**What you are asked to do**
Pull out every line of the listing below that contains the string "jacket". Case matters, so only lines with a matching capitalization count.

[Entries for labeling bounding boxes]
────────────────────────────────────────

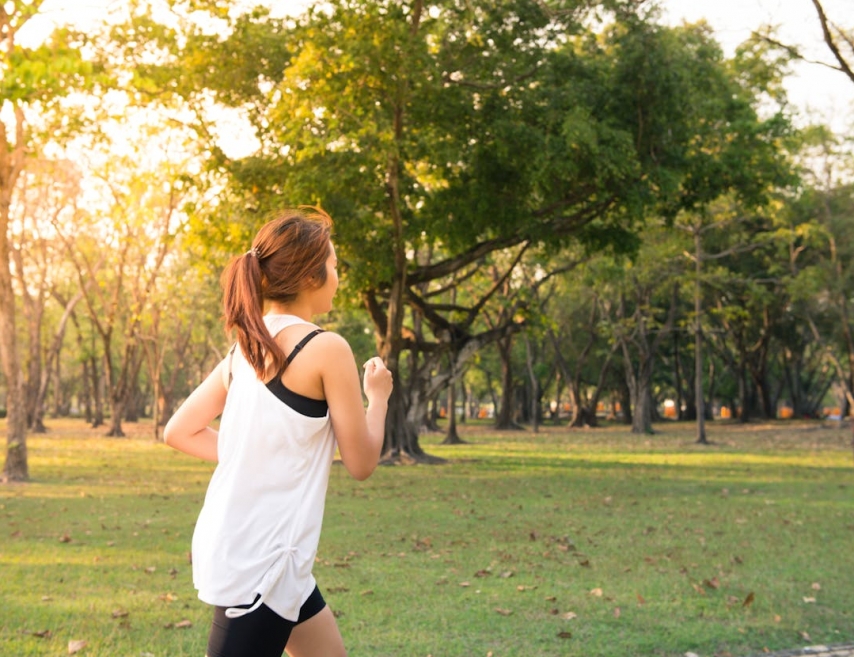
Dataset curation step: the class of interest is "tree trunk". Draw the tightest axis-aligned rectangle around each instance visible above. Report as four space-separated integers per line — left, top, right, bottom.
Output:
632 373 655 434
495 336 522 431
442 383 465 445
0 234 30 481
0 104 30 481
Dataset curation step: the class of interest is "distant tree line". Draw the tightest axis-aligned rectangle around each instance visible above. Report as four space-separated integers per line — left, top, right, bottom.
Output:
0 0 854 479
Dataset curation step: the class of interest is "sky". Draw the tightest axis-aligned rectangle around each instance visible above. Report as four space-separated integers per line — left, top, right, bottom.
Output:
662 0 854 134
20 0 854 134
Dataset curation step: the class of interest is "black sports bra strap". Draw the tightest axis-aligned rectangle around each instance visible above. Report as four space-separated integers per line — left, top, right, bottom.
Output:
288 329 323 363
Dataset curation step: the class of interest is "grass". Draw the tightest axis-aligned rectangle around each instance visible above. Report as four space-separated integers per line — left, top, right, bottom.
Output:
0 421 854 657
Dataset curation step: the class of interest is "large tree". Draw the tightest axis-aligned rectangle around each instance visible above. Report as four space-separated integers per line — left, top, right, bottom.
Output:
0 0 93 481
118 0 804 458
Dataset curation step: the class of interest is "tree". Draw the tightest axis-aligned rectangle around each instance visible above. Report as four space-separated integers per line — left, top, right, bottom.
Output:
54 127 191 436
119 0 804 459
0 0 93 481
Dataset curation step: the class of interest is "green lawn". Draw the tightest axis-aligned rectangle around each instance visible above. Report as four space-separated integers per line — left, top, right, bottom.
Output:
0 421 854 657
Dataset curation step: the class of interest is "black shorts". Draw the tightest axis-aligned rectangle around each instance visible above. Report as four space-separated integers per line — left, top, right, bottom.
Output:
207 586 326 657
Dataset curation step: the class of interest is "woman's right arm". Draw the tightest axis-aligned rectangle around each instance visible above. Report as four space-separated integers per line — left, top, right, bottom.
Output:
163 361 228 461
318 333 393 481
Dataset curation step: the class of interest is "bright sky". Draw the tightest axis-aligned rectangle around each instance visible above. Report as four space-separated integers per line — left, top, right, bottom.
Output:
22 0 854 133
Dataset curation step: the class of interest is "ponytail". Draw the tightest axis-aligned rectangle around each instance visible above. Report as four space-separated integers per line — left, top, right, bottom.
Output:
220 207 332 379
220 249 286 379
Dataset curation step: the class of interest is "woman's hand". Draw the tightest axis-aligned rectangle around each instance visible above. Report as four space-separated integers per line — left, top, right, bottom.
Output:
362 356 394 404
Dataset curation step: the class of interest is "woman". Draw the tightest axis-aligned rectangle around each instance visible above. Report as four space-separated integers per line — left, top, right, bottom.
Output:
164 208 392 657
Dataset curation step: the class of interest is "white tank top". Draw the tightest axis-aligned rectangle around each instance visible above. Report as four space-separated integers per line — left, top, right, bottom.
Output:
192 315 335 621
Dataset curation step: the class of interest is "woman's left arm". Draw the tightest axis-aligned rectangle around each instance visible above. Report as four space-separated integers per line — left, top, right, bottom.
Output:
163 361 228 462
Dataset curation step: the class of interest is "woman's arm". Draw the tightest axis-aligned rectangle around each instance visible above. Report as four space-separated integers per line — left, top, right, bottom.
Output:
320 333 392 481
163 361 228 462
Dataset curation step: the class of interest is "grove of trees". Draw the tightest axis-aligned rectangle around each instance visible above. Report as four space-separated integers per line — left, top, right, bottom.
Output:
0 0 854 480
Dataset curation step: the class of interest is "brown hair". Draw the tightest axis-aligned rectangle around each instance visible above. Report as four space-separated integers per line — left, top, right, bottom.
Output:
220 206 332 379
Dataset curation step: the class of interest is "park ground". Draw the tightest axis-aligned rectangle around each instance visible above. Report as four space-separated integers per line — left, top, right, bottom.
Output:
0 420 854 657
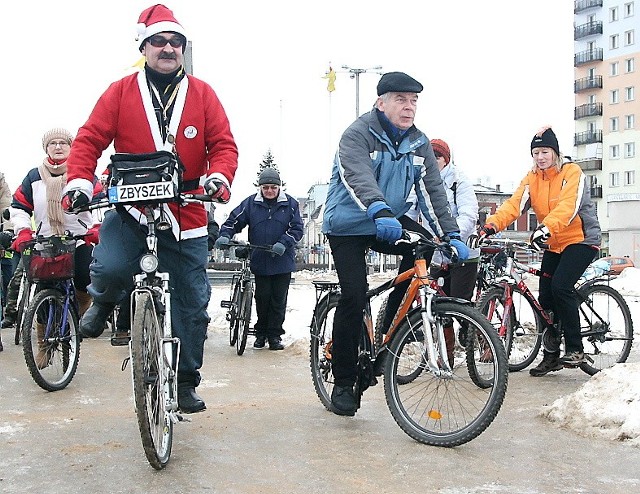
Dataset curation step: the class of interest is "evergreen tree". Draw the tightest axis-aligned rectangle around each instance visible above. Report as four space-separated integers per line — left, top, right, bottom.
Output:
253 149 285 189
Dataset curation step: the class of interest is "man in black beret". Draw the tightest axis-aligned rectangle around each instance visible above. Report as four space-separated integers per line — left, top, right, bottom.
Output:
322 72 469 415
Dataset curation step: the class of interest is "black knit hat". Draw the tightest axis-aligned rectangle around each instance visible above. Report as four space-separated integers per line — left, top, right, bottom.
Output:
531 128 560 156
378 72 423 96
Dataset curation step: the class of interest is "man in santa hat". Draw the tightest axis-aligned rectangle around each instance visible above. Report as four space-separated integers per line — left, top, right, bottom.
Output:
63 4 238 413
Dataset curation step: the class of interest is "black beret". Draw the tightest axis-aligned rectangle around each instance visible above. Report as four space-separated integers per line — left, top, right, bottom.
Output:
378 72 423 96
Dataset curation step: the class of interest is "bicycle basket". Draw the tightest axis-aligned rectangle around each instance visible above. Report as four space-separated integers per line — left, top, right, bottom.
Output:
22 237 76 282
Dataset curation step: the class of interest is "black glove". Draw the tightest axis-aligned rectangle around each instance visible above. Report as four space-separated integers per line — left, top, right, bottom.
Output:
529 224 551 252
467 223 498 249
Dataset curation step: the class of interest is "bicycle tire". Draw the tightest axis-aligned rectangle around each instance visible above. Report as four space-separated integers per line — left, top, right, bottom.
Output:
14 276 31 345
476 285 544 372
578 283 633 376
384 302 509 447
236 281 253 355
22 288 80 391
227 281 242 346
130 290 173 470
309 292 339 411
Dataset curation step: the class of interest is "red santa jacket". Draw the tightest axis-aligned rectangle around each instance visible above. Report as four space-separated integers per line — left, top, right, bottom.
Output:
65 71 238 238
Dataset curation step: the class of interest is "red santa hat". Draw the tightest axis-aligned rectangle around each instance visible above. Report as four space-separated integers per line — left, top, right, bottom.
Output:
136 3 187 51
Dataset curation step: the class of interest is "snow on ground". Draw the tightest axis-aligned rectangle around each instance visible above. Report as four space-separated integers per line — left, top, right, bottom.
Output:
209 268 640 447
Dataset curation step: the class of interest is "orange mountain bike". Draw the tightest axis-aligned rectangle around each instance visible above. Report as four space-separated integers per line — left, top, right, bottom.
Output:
310 232 508 446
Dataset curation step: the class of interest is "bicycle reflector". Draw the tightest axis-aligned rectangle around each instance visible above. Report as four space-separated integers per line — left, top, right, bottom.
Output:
140 254 158 274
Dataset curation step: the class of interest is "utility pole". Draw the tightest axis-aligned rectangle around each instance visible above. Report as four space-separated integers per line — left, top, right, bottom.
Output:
342 65 382 118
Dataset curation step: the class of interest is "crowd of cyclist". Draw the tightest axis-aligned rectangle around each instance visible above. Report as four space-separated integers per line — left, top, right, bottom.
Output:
0 5 600 415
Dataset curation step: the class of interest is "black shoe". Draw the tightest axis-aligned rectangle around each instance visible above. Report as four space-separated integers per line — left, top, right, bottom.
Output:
529 355 564 377
178 386 207 413
331 386 358 417
269 336 284 350
0 315 16 328
78 302 114 338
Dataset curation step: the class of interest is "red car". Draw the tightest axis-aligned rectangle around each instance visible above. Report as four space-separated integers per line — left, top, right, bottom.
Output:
602 256 635 274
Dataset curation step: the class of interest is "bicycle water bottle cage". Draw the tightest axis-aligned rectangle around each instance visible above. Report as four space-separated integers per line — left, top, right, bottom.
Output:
107 151 182 204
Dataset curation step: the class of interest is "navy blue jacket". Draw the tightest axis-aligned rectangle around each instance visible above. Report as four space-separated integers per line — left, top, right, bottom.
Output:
220 190 303 276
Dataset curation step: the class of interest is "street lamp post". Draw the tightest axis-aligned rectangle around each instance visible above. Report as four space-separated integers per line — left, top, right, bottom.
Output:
342 65 382 118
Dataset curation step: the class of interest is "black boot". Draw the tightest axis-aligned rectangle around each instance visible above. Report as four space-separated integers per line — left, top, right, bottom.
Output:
178 384 207 413
78 301 114 338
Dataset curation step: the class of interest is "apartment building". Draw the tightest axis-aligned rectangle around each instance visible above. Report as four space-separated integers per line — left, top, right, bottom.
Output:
573 0 640 263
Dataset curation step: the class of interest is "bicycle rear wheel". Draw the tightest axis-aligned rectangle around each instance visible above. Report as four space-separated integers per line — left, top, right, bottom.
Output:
131 291 172 470
22 288 80 391
578 284 633 376
227 281 242 346
384 302 509 447
236 281 253 355
476 286 543 372
310 293 339 411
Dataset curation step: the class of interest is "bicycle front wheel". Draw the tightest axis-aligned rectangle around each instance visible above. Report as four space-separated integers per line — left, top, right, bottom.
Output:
131 291 172 470
22 288 80 391
236 281 253 355
578 284 633 376
476 286 543 372
310 293 339 411
384 302 509 447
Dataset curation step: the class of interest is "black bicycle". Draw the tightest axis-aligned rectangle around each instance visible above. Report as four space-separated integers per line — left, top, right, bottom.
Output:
220 240 272 355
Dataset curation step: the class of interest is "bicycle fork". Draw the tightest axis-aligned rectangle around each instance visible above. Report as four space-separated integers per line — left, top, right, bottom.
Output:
418 286 453 377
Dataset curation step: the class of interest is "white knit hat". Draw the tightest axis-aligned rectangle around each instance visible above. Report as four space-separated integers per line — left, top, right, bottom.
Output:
136 3 187 51
42 127 73 152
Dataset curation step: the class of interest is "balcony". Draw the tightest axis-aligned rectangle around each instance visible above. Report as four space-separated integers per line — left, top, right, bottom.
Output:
573 75 602 93
573 0 602 14
573 103 602 120
573 130 602 146
576 158 602 172
573 21 602 41
573 48 602 67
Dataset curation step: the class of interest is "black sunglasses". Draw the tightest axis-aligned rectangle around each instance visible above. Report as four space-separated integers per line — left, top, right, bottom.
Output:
147 35 184 48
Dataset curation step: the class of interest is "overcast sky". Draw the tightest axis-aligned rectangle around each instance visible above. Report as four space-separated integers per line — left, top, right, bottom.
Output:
0 0 574 213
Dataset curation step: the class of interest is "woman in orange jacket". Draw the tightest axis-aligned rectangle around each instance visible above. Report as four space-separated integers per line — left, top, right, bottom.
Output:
470 127 602 377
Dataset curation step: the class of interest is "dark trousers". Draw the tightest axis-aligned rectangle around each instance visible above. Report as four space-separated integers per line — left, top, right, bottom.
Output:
327 217 426 386
88 211 211 386
254 273 291 338
538 244 597 356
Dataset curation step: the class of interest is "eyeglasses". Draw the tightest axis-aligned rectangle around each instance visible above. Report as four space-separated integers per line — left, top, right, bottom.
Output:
47 141 70 148
147 34 185 48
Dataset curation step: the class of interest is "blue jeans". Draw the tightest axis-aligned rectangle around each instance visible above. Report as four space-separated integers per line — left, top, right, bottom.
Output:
87 211 211 386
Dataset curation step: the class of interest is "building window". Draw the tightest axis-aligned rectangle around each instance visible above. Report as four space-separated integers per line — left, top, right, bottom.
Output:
624 2 633 17
609 62 620 75
609 172 620 187
609 34 620 50
609 89 620 105
609 117 619 132
624 30 634 46
624 142 636 158
609 7 618 22
624 86 635 101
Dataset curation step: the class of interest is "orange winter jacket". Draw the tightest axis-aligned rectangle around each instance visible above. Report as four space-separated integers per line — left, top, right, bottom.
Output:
487 163 602 253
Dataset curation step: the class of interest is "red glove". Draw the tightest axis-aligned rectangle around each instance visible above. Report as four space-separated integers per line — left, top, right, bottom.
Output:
11 228 35 254
204 177 231 204
84 223 100 245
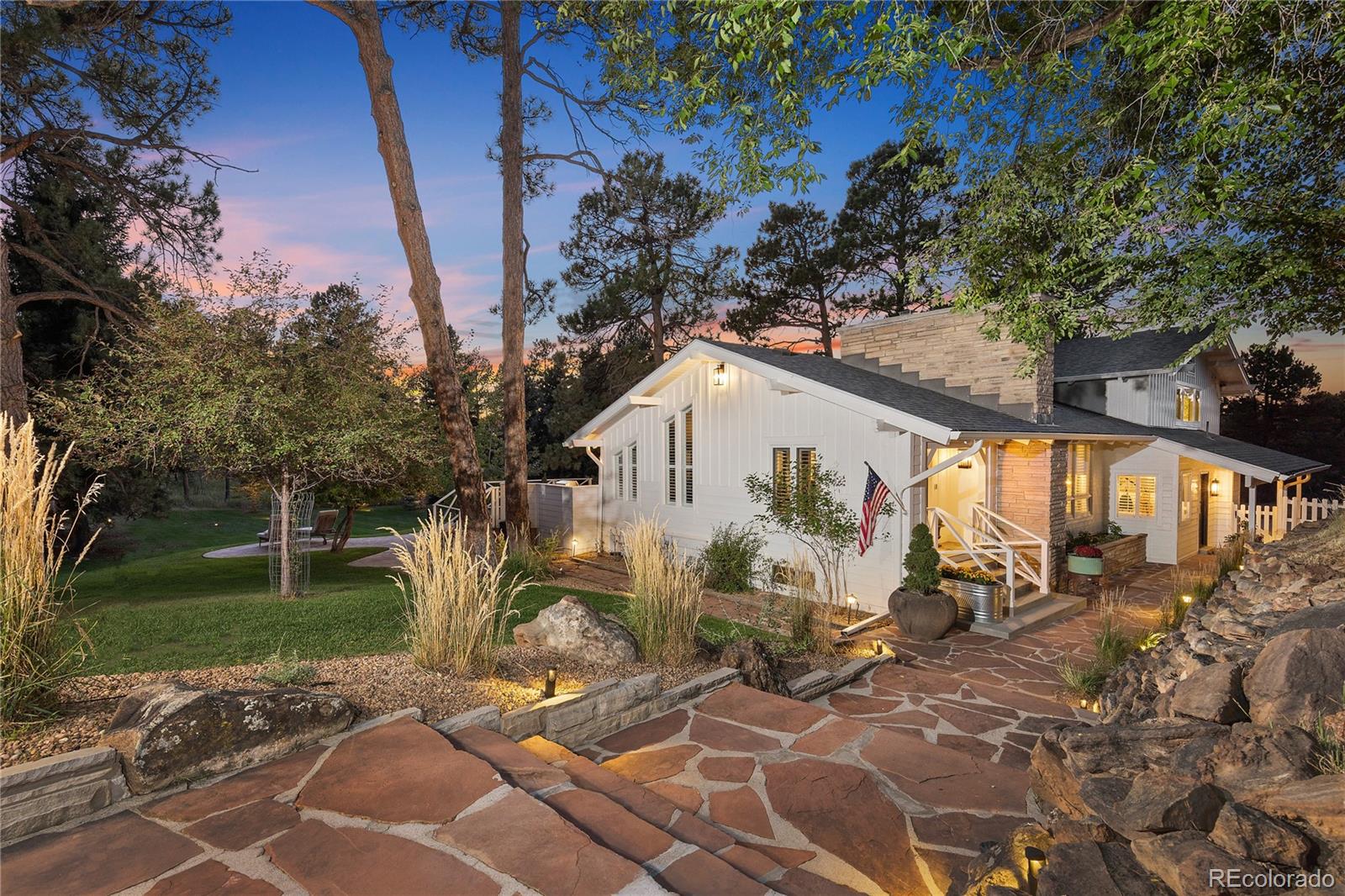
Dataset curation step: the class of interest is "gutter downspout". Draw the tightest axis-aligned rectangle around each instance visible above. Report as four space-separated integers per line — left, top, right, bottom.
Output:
583 445 607 553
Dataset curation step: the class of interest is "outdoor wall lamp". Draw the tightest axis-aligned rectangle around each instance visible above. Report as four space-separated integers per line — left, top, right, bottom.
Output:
542 666 556 699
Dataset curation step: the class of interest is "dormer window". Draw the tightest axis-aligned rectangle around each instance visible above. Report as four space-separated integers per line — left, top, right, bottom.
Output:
1177 386 1200 423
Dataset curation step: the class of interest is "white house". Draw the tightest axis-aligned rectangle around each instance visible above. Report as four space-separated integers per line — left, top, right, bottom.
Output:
567 309 1327 632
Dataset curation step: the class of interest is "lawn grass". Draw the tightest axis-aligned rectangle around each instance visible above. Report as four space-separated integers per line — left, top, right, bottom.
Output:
76 509 772 674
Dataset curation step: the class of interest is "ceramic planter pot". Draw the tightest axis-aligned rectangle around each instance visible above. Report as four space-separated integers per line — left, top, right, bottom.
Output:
888 588 957 640
943 578 1006 623
1065 554 1105 576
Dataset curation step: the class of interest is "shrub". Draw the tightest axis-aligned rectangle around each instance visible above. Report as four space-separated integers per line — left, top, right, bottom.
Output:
623 519 704 665
901 524 942 594
701 524 765 593
0 413 99 723
388 513 533 674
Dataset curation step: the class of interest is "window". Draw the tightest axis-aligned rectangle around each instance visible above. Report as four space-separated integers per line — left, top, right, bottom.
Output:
1177 386 1200 423
1116 477 1158 517
771 448 818 510
682 408 695 506
1065 441 1092 517
664 417 677 504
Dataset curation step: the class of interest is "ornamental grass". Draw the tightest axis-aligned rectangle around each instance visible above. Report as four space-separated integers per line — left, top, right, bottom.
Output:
388 513 533 676
0 414 99 723
621 519 704 665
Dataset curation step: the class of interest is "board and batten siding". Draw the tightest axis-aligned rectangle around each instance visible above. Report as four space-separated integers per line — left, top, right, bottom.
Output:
600 365 912 612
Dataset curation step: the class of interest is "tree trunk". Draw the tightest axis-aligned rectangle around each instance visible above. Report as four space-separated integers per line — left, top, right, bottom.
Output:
0 240 29 425
332 504 355 554
272 472 294 598
311 0 489 544
500 3 531 545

────────────────────────────────────────

**Exercise response**
Dataset curation step: the class of interest is "red santa jacket". Draw the tightest axis-aligned rectangle around each instance visible above. Report as four space-separated integers per line — left, top, right, bottom.
Dataset curation step: the class of interest is "navy blue jacket". Draw the tightest axis-aligned rectangle around each instance visible above. Report as four space-separated integers per line — left, top, right, bottom.
Dataset curation step: the class of interest is "woman in orange jacket". Draw the tightest axis-aligned rectangle around each instance visible above. Report as four space-separated integers per line — left, top, right, bottom.
Dataset curation step: the class of interest is "orange winter jacket". Draw the tightest axis-aligned rectangle around each instance visible above. Report as four space-separated integers per line — left, top, right, bottom.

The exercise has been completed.